Reading text.
↓
Jamie Iles

Home
  • Resume
  • RXV RISC-V CPU
  • 80186 Compatible CPU
  • Oldland CPU

View Image

RXV: RISC-V RV32IMA CPU

RXV microarchitecture
Trial layout on SKY130A
FPGA SoC Diagram

The RXV core is a RISC-V RV32IMA CPU that successfully runs mainline Linux with a CoreMark score of 2.61/MHz. The core is in-order with a 7 stage pipeline, out of order completion, register renaming, dynamic branch prediction and indirect branch target prediction, set-associative caches, fully associative TLBs and AXI4 support. A design for the Digilent Arty S7 board uses 32KB 8-way associated cache and 16 way fully associative TLB each for instruction and data paths. Externally, Xilinx IP provides AXI4 interconnect, SPI controller, interrupt controller, DDR3 controller and 16550A.
↑
According to the RXV page, what CoreMark score does the RXV core achieve? The data that comes next is separate material, unrelated to the RXV page.

(Outline annotation data)
↓
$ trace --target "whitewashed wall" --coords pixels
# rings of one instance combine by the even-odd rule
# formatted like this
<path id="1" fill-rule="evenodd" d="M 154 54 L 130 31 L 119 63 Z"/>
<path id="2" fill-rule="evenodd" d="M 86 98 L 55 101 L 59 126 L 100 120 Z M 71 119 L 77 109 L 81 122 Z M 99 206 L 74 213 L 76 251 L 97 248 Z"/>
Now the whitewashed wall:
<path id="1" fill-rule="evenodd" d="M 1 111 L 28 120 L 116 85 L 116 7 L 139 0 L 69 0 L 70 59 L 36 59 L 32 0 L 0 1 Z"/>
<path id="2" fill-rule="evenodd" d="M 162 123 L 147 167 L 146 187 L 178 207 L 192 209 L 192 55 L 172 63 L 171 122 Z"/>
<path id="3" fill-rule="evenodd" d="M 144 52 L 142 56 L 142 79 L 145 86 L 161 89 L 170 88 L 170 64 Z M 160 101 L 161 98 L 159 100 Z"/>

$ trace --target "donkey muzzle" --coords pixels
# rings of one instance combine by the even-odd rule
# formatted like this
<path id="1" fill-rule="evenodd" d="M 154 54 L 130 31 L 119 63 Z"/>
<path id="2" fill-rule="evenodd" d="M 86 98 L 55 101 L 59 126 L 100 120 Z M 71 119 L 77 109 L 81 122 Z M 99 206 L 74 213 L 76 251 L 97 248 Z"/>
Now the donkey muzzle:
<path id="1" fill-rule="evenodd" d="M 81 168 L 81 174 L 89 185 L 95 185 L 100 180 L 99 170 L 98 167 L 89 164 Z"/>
↑
The result. 2.61/MHz.